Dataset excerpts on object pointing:
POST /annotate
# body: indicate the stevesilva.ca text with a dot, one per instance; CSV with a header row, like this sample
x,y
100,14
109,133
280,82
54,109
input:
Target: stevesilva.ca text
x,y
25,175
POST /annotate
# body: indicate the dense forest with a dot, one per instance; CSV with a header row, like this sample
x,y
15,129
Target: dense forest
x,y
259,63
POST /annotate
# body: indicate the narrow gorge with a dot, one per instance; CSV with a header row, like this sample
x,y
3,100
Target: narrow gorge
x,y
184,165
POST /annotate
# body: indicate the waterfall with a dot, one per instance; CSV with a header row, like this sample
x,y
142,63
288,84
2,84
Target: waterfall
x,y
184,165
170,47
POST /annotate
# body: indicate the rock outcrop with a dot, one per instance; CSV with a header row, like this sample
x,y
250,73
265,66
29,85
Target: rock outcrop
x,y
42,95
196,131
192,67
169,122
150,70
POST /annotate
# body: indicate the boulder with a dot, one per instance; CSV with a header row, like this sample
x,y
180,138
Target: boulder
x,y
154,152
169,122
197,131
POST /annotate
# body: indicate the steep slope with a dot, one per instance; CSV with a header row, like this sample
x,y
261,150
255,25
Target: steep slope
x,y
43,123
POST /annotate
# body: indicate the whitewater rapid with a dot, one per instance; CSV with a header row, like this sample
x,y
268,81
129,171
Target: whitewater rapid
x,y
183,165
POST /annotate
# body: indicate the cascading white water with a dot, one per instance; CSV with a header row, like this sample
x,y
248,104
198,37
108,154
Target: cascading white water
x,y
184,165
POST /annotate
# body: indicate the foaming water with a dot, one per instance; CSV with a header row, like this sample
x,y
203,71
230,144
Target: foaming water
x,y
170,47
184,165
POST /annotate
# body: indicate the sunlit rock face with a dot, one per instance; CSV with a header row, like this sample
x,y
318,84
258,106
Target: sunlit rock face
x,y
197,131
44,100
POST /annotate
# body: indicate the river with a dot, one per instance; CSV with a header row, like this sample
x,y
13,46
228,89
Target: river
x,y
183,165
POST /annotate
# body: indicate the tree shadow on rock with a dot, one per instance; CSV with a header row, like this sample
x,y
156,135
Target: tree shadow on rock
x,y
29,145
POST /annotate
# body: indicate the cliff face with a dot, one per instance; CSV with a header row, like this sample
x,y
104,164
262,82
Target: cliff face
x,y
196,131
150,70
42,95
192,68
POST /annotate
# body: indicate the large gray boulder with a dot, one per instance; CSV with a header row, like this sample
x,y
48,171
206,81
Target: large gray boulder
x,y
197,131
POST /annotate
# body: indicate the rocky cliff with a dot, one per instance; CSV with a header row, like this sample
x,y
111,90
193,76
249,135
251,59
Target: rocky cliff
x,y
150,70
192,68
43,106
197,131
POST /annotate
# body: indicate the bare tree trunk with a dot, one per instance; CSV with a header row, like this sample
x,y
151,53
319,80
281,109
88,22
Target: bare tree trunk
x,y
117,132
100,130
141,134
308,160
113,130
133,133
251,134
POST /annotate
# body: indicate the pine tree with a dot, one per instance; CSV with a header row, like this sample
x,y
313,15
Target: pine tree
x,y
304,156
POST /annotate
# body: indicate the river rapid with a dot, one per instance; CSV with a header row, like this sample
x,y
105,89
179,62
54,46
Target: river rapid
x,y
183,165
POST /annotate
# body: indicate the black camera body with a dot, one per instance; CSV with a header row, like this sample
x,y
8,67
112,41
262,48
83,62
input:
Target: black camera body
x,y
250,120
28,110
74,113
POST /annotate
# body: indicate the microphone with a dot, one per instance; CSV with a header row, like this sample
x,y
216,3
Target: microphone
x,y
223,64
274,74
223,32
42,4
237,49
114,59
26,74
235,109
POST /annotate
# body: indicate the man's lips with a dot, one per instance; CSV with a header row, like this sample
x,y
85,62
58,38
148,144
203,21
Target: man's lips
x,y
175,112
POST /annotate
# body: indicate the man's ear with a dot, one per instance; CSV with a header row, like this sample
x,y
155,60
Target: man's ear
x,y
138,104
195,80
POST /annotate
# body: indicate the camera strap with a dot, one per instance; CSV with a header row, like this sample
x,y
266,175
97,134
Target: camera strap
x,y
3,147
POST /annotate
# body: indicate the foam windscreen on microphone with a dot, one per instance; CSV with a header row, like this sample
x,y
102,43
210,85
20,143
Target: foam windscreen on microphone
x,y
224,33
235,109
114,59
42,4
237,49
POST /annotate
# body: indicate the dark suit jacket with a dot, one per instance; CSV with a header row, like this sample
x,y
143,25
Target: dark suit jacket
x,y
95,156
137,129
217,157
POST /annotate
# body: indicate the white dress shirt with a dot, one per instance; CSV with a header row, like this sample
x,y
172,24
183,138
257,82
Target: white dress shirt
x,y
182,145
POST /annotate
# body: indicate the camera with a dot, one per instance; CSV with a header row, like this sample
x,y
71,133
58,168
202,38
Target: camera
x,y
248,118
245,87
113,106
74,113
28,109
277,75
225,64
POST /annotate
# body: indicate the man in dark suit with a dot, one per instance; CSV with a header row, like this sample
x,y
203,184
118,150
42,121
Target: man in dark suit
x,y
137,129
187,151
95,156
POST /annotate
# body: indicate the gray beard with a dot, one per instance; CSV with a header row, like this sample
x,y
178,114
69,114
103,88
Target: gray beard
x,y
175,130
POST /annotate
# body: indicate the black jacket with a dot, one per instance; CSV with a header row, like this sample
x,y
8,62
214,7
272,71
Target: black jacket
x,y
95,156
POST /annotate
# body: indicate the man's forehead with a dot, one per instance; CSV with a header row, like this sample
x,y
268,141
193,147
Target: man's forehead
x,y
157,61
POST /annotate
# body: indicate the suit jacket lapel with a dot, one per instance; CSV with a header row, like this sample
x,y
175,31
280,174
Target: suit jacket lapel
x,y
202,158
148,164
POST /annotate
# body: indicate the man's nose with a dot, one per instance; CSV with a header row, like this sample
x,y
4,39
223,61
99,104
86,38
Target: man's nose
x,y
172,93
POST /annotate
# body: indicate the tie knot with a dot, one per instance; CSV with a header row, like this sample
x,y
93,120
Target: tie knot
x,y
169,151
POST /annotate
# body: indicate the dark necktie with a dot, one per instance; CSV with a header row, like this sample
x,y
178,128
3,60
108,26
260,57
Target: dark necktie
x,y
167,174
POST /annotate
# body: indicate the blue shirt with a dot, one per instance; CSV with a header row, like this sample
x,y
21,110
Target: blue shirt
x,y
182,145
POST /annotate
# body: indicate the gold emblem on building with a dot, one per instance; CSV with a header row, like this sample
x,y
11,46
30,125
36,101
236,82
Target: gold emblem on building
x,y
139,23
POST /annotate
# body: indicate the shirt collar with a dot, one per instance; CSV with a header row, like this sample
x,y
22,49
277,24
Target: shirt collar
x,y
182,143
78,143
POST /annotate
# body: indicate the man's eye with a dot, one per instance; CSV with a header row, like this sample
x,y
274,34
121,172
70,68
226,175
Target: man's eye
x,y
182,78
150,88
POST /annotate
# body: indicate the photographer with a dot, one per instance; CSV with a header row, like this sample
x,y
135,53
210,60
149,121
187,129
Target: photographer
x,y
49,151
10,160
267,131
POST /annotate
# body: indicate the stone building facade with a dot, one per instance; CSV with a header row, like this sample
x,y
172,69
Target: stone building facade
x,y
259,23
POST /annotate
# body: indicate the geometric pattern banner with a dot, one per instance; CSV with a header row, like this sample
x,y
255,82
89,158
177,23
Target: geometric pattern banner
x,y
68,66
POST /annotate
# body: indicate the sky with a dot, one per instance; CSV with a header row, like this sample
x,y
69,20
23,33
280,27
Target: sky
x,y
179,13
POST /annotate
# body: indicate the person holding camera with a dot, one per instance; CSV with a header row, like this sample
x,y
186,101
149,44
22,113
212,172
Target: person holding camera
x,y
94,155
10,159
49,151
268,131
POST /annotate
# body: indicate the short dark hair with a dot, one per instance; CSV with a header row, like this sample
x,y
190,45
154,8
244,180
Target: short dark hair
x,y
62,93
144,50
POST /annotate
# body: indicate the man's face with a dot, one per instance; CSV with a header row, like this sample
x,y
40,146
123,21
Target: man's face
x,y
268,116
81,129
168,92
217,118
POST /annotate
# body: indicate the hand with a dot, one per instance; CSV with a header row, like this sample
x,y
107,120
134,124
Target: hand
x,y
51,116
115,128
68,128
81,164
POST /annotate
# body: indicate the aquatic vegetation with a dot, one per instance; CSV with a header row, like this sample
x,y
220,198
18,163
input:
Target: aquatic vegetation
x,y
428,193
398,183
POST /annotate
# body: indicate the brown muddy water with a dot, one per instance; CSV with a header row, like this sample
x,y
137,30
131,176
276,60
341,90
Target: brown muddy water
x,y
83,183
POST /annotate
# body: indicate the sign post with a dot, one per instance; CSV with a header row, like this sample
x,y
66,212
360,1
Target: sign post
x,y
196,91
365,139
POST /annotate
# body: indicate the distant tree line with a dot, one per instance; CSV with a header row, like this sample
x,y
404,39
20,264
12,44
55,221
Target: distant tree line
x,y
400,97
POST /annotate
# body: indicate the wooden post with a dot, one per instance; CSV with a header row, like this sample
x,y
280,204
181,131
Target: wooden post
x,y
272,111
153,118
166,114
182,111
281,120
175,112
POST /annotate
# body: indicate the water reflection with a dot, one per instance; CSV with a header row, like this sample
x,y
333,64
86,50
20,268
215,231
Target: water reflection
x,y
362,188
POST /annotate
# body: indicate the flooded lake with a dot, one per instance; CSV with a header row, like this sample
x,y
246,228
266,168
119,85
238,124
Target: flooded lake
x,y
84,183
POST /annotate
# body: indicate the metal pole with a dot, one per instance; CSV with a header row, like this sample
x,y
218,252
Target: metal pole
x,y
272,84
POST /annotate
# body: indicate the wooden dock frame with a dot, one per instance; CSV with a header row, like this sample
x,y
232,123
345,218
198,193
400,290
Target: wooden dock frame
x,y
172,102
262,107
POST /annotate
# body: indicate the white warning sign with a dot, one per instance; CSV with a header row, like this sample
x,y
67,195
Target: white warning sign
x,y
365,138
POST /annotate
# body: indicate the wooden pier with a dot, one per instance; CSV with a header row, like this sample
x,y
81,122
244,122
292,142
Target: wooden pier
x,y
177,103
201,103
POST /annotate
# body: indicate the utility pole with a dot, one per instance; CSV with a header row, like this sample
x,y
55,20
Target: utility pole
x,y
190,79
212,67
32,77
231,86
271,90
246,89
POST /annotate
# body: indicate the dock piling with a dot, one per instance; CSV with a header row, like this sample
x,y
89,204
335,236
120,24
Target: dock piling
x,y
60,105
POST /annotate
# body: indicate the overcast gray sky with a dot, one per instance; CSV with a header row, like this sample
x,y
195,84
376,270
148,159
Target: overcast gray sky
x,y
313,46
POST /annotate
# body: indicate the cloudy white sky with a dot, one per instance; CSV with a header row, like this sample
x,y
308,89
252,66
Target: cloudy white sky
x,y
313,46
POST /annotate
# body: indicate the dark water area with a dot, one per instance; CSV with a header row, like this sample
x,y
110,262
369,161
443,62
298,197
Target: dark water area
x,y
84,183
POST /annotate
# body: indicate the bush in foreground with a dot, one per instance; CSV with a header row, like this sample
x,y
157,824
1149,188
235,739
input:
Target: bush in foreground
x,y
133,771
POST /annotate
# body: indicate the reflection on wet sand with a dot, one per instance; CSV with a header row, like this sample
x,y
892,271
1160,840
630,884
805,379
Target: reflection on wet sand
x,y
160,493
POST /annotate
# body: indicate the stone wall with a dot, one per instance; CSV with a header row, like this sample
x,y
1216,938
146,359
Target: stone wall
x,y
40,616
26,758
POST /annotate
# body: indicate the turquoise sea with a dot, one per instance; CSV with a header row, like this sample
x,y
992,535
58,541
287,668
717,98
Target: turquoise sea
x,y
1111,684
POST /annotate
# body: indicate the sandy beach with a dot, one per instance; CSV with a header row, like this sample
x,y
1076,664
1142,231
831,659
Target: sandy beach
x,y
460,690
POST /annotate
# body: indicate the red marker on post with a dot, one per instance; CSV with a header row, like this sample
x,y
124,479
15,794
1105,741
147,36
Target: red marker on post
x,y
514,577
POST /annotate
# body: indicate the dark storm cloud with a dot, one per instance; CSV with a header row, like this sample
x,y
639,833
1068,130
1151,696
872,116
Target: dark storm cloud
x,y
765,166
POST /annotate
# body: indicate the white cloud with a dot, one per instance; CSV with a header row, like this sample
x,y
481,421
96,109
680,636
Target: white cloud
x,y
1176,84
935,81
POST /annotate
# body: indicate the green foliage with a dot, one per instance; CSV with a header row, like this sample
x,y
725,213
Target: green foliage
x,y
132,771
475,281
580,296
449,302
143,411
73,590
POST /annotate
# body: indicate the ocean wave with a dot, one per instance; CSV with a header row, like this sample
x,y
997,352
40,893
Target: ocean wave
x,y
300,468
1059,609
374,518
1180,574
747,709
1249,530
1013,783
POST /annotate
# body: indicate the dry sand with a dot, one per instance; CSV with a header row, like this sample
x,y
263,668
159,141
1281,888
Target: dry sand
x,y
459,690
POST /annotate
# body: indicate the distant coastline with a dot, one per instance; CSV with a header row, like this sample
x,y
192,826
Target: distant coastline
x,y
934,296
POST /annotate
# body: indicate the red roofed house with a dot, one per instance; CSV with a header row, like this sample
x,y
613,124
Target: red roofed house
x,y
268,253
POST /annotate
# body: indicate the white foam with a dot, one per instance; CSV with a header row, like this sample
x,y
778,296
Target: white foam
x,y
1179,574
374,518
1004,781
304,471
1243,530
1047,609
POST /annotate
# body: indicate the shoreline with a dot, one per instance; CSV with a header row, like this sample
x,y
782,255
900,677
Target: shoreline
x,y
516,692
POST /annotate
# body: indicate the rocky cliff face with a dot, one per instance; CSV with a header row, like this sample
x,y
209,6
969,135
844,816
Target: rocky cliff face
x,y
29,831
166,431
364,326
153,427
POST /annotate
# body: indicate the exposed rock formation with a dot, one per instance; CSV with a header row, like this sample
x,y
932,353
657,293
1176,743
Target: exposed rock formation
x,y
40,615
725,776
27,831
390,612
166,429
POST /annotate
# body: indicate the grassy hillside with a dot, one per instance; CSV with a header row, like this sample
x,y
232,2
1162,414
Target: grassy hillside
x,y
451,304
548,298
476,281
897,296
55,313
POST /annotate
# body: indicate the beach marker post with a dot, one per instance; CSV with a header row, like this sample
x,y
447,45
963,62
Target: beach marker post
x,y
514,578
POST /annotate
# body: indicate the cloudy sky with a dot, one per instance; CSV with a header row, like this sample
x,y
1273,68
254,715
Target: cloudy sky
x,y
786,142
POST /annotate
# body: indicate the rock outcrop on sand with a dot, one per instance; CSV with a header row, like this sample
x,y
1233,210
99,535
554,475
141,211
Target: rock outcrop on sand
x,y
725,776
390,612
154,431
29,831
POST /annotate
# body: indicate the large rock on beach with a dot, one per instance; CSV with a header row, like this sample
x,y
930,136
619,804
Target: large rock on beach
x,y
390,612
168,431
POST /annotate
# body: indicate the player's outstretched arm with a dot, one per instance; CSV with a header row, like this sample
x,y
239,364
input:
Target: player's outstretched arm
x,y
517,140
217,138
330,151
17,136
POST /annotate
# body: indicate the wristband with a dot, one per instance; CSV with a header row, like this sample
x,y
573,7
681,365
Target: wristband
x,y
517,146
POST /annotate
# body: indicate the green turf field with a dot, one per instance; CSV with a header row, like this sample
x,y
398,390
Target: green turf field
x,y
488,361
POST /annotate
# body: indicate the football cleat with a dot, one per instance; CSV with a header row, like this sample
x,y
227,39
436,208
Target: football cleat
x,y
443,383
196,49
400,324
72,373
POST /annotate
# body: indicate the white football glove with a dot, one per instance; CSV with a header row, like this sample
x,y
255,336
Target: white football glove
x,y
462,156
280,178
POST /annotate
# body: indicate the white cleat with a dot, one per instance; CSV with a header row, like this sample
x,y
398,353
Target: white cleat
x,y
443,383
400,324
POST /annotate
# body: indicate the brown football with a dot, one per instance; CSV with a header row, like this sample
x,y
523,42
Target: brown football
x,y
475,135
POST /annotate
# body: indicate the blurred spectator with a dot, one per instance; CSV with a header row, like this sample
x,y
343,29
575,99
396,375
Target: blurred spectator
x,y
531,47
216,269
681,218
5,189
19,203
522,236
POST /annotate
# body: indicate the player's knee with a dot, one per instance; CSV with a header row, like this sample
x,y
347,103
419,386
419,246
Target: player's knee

§ **Written request**: Locate every line in the rows above that contains the string "utility" and copy each of those lines. Case counts when matching.

§ **Problem solution**:
# body: indicate the utility pole with a dot, one per instance; CSV with a header row, like this sample
Target: utility pole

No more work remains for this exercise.